STATED TASK A: Show every line of the records below that contains the string "white".

SELECTED TEXT:

══════════════════════════════

The street is built on land reclaimed as part of the Central Reclamation Phase II, which was completed in 1997 and reclaimed 5.3 hectares of land at the former Tamar naval base. The area was subsequently known as the Tamar site. Tim Mei Avenue connects Harcourt Road and Lung Wo Road (龍和道). Buildings along the street include CITIC Tower and the Central Government Complex.
Civic Square, whose access is from Tim Mei Avenue, was conceived as public open space accessible to all. The square was however closed off in July 2014 after protesters opposed to the creation of new towns in certain parts of the New Territories gathered in the square and stormed into the Legislative Council (LegCo) complex from there. The government erected a 3-metre (9.8 ft) fence all around the square for security costing around HK$2 million without consulting LegCo. Since early September, the government reopened the square to the public, daily between 6am and 11pm.
A student-led march in protest against the framework for electoral reform of the election of the chief executive by universal suffrage announced by the NPC Standing Committee to "reclaim" the privatised Civic Square was a trigger for the Umbrella Revolution.

══════════════════════════════

(Outline items for labeled areas)
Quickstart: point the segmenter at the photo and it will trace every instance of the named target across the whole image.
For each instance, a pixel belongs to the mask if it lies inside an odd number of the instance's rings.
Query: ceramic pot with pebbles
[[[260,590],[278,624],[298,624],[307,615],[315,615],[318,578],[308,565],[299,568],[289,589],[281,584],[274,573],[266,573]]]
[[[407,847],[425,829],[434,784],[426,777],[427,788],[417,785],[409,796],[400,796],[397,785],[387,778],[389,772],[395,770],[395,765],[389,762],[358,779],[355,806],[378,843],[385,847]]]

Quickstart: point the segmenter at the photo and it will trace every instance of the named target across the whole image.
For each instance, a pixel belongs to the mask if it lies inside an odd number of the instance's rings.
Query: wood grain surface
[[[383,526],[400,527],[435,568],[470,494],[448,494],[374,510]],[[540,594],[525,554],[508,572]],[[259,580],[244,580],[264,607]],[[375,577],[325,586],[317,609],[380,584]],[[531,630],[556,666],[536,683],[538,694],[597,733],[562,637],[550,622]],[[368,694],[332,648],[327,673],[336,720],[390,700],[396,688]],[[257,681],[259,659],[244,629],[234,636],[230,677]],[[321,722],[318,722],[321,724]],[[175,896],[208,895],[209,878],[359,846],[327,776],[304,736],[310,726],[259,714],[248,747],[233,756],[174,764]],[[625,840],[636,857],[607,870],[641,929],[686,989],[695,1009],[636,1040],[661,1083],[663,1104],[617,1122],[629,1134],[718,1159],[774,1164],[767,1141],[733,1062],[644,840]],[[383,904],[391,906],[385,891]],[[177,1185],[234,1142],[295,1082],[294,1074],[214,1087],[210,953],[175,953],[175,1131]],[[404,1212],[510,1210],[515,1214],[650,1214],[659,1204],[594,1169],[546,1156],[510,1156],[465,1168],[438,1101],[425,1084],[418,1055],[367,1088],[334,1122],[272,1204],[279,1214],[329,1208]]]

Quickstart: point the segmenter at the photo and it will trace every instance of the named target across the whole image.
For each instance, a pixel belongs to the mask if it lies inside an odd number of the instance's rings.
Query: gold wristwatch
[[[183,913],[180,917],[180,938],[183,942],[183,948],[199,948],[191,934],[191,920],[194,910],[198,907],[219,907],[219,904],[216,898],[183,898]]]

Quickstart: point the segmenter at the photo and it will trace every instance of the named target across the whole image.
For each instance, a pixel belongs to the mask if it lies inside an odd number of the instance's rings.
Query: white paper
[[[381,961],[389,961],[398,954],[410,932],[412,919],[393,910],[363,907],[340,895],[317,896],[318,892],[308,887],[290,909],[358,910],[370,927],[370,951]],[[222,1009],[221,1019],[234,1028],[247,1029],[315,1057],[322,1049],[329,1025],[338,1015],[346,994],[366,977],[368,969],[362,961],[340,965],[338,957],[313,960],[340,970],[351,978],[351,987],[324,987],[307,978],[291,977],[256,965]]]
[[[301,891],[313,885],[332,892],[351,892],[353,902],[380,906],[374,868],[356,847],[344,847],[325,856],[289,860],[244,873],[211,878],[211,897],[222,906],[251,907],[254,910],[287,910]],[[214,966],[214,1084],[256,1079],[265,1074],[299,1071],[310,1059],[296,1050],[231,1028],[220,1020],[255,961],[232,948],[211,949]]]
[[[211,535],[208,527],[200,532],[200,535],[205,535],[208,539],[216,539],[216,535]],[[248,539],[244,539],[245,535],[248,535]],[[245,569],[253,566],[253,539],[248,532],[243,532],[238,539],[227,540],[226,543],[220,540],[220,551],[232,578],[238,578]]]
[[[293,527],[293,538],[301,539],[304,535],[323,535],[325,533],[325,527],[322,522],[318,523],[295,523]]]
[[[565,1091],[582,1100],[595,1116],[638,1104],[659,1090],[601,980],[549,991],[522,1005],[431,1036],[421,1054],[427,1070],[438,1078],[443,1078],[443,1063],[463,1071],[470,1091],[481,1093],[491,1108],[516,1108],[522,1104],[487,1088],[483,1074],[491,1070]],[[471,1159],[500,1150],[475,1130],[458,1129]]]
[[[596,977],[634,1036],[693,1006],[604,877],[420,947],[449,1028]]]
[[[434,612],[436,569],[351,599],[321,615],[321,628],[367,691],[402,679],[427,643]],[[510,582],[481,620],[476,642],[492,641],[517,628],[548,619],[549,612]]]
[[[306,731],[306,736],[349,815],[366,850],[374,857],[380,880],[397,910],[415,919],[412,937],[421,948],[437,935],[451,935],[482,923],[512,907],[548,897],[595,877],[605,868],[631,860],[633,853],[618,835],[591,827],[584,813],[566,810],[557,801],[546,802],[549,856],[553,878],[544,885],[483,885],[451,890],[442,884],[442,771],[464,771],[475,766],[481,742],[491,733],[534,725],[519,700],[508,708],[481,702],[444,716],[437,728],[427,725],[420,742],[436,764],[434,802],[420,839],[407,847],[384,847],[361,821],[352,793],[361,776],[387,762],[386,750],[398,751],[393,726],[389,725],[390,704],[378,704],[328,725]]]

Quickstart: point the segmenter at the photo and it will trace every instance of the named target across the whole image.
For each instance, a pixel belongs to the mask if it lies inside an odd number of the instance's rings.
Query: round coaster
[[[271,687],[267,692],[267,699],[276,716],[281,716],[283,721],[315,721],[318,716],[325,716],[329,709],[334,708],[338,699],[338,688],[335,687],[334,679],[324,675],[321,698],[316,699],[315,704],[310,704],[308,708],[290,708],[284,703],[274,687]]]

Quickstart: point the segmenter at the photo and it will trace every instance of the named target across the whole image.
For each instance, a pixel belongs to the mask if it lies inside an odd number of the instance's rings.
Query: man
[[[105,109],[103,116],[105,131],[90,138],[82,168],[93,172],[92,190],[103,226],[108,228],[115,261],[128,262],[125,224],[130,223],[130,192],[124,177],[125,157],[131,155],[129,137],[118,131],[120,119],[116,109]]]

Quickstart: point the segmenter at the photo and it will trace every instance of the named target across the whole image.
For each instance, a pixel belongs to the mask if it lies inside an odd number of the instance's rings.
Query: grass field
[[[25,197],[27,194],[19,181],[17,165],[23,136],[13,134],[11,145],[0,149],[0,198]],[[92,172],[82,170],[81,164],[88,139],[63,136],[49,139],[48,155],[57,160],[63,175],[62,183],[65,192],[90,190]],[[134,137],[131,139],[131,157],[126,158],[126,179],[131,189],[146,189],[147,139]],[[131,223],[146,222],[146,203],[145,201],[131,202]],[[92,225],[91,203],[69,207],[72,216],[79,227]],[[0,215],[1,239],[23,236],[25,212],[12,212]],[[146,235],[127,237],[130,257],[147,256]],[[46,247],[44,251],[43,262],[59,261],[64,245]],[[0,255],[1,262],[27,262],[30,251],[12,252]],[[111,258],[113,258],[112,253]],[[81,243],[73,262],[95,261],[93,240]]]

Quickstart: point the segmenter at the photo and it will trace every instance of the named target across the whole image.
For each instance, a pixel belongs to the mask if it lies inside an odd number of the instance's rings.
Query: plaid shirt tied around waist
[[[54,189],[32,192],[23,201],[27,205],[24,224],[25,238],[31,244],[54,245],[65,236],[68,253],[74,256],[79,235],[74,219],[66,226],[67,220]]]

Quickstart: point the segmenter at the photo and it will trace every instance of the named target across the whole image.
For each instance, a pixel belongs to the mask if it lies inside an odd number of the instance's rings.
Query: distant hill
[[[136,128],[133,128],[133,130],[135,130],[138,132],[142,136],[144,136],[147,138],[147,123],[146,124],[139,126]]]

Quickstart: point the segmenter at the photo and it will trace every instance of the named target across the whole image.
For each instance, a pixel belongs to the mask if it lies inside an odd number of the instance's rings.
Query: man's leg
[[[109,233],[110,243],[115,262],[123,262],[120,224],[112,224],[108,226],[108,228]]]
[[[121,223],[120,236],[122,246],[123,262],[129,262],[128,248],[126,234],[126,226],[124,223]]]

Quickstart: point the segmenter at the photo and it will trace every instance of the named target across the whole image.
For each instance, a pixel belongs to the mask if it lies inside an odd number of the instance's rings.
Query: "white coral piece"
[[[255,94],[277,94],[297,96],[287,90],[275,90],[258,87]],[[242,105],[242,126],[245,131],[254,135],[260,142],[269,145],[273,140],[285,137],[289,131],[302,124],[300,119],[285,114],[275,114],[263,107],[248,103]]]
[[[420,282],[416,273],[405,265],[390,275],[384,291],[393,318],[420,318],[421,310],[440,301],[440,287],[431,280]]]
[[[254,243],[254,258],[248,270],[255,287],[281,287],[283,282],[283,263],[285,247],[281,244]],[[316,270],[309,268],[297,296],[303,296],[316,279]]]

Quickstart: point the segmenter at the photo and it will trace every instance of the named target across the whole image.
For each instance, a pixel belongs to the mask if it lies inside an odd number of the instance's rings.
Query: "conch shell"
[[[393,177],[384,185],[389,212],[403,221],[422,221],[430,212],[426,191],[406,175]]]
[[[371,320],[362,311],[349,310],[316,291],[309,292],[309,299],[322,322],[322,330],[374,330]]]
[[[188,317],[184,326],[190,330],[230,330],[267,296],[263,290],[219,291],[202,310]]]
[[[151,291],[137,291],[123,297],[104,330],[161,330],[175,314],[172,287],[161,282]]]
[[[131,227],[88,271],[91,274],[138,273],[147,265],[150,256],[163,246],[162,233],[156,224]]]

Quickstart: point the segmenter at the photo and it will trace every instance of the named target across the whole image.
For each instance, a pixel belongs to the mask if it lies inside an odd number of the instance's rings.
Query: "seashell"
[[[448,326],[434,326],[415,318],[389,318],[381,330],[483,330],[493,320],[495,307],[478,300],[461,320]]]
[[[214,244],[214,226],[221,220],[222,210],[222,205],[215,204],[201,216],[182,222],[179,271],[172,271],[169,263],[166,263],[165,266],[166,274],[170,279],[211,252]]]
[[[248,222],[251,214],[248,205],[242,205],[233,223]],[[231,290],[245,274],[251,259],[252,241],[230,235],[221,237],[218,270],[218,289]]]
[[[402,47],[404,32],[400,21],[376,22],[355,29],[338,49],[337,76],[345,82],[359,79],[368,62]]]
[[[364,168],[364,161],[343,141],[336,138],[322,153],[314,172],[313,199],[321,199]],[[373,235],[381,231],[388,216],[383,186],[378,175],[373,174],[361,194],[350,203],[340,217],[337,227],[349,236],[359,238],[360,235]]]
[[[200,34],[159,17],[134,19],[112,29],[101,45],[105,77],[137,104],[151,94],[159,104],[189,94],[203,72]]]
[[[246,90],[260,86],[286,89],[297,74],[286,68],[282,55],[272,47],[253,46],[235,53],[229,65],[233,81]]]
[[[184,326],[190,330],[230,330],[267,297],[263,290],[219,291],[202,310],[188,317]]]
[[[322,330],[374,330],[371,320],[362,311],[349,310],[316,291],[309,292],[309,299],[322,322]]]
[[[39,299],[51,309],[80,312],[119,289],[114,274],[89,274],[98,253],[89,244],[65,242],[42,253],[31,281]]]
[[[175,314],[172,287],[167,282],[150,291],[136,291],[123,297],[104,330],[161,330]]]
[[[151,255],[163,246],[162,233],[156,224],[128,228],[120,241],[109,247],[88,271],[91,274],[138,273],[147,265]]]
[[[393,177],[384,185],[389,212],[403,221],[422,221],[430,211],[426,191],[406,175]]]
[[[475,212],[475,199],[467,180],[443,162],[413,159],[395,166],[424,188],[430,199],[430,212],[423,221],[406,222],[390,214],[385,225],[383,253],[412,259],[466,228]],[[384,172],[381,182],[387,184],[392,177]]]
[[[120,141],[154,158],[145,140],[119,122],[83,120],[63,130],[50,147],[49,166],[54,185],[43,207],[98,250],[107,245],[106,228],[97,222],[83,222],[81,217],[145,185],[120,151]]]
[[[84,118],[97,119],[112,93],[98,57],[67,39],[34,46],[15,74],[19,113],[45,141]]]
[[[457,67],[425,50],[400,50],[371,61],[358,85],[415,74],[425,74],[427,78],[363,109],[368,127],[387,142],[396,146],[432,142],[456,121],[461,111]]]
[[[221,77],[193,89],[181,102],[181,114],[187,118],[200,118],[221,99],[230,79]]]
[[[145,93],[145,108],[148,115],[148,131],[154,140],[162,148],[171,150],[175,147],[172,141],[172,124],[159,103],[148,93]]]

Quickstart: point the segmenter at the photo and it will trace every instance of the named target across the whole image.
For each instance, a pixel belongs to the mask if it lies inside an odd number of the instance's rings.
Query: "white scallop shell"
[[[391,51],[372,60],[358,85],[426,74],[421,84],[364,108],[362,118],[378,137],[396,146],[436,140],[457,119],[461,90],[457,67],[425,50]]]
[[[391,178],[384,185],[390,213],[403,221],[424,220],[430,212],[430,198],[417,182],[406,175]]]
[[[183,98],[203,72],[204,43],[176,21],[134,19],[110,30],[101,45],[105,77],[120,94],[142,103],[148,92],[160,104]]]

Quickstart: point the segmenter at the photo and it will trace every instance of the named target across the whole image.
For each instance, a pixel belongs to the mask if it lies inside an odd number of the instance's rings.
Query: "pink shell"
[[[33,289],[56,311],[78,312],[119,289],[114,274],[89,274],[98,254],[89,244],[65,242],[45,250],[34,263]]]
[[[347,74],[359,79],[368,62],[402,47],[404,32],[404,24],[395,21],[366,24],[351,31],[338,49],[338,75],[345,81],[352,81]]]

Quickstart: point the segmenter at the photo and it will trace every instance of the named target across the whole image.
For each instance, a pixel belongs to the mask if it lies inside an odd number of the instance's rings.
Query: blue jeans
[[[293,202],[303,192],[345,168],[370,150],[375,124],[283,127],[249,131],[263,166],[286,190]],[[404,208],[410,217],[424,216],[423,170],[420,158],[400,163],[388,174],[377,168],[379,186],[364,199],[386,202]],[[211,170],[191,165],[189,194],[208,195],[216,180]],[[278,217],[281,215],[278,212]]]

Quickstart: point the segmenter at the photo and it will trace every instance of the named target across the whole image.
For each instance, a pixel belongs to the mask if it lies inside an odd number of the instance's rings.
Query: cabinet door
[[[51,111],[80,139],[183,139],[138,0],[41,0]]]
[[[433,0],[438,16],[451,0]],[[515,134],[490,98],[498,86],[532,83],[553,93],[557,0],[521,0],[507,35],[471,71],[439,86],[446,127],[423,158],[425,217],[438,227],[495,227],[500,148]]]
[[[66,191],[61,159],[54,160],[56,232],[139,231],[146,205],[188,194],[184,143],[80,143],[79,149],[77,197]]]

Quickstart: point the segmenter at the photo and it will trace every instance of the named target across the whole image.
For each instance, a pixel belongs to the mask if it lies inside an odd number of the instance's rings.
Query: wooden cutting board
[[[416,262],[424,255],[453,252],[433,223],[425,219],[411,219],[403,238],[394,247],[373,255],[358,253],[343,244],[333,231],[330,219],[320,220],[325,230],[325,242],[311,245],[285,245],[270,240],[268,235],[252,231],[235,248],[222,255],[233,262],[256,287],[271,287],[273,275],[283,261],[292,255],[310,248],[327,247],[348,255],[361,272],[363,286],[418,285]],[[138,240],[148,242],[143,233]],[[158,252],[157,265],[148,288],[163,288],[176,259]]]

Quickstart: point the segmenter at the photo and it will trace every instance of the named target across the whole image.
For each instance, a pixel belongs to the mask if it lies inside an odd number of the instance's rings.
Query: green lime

══════════════════════════════

STATED TASK B: According to the Tim Mei Avenue passage above, roughly how much did the fence around Civic Square cost?

EXPECTED OUTPUT A:
Query: white paper
Query: "white coral piece"
Query: "white scallop shell"

EXPECTED OUTPUT B: Around HK$2 million.